#### TEXT SHOWN:
19-Aug-2022
The continuous rise in drug-resistant bacteria is a significant concern for global health, made even more critical as few new antibiotics have been added to the market in recent years. That is, until teixobactin was discovered as a potential new antibiotic, which displayed broad activity against several drug-resistant pathogens, including methicillin-resistant Staphylococcus aureus (MRSA).
This study, from Shukla et al. (2022), aimed to understand the mechanism by which teixobactin attacked bacterial cells, in order to get a clearer picture of the potential role it could play as a clinical antibiotic, with the key technology being solid-state NMR (ssNMR)
Markus Weingarth, Associate Professor at Utrecht University, said, “In 2019, my colleague Prof. Moreno Lelli from CERM/Florence, and I obtained an Instruct-ERIC Research award (JRA award) that was endowed with €20,000. Our project was entitled 'Solid-State NMR to monitor native drug - receptor interactions in cellular surfaces'. This was a project that I incited because we had a major bottleneck in our understanding of the mode of action of teixobactin.”
It was through the use of ssNMR and several other techniques, that Markus and the team investigated the binding mechanism of teixobactin to the bacterial membrane and discovered how it displays such potent antibiotic efficiency. These techniques included HS-AFM, confocal microscopy and molecular dynamic simulations.
Markus: “Teixobactin, using backbone amino-protons, targets the pyrophosphate group of the cell-wall precursor molecules Lipid II. But it was not known how exactly this worked. To understand this precisely, it was necessary to determine proton - phosphorous distances with solid-state NMR.”

#### REQUIRED ACTION A:
Copy out the passage of the teixobactin article that opens with the words "This study, from" and closes with "solid-state NMR (ssNMR)".
#### REQUIRED ACTION B:
According to the teixobactin article, why did Markus Weingarth start the project on solid-state NMR of drug-receptor interactions?
#### REQUIRED ACTION C:
How much money came with the Instruct-ERIC Research award described in the teixobactin article?
The dataset entries play no role in this.

[Dataset entries]
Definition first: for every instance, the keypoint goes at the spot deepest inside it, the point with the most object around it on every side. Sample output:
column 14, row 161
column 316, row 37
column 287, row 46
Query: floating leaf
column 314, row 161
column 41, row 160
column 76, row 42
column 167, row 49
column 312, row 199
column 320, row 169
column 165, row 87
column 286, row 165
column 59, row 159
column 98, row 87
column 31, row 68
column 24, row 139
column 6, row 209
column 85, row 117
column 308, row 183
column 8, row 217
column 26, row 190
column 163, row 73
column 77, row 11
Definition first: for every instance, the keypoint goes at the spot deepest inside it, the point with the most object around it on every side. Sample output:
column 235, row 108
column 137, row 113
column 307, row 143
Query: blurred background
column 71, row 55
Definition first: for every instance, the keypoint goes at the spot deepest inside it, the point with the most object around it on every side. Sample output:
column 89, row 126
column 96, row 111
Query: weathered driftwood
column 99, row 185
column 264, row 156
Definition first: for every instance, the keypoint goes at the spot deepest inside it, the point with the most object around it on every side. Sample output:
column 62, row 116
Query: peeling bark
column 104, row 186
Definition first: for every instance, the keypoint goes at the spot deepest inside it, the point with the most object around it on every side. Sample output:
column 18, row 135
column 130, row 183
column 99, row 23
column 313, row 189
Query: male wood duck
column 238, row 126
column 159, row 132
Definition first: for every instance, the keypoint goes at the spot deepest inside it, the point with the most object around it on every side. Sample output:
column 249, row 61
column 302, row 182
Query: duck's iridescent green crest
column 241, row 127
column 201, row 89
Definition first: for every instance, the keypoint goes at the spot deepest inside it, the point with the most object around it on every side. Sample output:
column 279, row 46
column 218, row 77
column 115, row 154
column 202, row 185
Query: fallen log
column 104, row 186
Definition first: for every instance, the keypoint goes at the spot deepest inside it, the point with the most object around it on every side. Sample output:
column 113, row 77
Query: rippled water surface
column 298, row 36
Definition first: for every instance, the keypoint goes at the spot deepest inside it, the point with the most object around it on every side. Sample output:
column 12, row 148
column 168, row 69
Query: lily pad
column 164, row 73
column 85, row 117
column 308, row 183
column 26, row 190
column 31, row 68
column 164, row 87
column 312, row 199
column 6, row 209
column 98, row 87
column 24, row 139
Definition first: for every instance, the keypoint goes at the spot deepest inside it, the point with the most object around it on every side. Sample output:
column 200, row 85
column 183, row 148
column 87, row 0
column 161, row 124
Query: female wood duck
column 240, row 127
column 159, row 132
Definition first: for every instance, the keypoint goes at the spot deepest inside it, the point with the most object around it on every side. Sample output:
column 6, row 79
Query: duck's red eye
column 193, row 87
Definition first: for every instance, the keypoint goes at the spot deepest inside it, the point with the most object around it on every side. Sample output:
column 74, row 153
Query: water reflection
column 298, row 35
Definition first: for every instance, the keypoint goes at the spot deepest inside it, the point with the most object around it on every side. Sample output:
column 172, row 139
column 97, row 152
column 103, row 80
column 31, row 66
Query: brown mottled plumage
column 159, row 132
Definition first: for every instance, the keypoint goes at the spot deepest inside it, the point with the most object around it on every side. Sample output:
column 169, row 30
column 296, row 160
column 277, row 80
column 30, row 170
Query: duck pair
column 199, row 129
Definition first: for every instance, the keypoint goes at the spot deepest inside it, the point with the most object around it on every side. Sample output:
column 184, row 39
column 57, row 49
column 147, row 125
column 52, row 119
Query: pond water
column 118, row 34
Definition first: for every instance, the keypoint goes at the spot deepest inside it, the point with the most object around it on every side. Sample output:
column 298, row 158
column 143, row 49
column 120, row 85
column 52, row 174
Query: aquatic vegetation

#### EXERCISE RESULT A:
This study, from Shukla et al. (2022), aimed to understand the mechanism by which teixobactin attacked bacterial cells, in order to get a clearer picture of the potential role it could play as a clinical antibiotic, with the key technology being solid-state NMR (ssNMR)

#### EXERCISE RESULT B:
He started it because there was a major bottleneck in understanding teixobactin's mode of action.

#### EXERCISE RESULT C:
€20,000